--- Start SUPPLIED MATERIAL ---

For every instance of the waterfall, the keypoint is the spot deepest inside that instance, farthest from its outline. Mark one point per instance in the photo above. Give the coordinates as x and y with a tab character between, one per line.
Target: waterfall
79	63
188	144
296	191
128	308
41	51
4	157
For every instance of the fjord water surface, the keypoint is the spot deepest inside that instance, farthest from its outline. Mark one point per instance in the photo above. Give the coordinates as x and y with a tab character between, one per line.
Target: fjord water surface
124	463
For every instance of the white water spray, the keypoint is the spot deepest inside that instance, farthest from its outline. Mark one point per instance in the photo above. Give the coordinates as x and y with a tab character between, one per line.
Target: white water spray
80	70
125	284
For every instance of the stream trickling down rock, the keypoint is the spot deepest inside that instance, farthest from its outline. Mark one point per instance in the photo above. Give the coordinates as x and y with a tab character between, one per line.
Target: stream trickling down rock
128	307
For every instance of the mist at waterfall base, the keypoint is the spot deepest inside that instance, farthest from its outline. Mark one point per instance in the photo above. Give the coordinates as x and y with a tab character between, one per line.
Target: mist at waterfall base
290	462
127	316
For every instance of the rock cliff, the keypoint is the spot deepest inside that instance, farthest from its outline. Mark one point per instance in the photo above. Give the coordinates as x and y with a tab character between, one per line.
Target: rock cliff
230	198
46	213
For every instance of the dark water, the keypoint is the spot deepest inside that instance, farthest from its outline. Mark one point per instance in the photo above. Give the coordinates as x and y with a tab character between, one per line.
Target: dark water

--- End SUPPLIED MATERIAL ---

## REQUEST:
Can you format the lines above as a JSON list of strings, one string per line, leaving out any blank lines?

## SOLUTION TO THIS PROBLEM:
[
  "For every instance of the waterfall, the keypoint is the spot deepest inside that instance, farthest from its outline. Mark one point per instance in the photo above. Give the coordinates as x and y with a tab character between, one per line.",
  "Target: waterfall",
  "79\t63",
  "188\t144",
  "296\t191",
  "128\t308",
  "41\t51",
  "4\t157",
  "For every instance of the fjord water surface, the keypoint is the spot deepest inside that instance, farthest from its outline. Mark one point per instance in the photo above. Give the coordinates as x and y with a tab character between, one per line.",
  "Target: fjord water surface",
  "124\t463",
  "For every instance of the white water spray, the keypoint is the spot deepest inside that instance, farthest from its outline. Mark one point per instance in the photo above. Give the coordinates as x and y with a tab character between, one per line.",
  "Target: white water spray",
  "80\t70",
  "125\t284",
  "For every instance of the stream trickling down rock, the keypoint is the spot deepest inside that instance, farthest from its outline. Mark one point per instance in the photo above. Give the coordinates as x and y with a tab character between, one per line.",
  "Target: stream trickling down rock",
  "128\t307",
  "For every instance of the mist at waterfall base, the keypoint is the spot deepest inside that instance, farthest from its outline. Mark one point per instance in the photo above. Give the coordinates as x and y with a tab character between, one per line.",
  "Target: mist at waterfall base",
  "290\t462",
  "127\t316",
  "For every instance of the rock cliff, the keypoint is the spot deepest inside that instance, farthest from its outline. Mark one point per instance in the photo above. Give the coordinates as x and y with a tab character between, one per line.",
  "Target: rock cliff",
  "230\t198",
  "46\t213",
  "For every instance of the dark water, the keypoint is the spot deepest inside that instance, farthest from its outline. Mark one point per instance in the photo above. Give the coordinates as x and y with a tab character between, one per line.",
  "Target: dark water"
]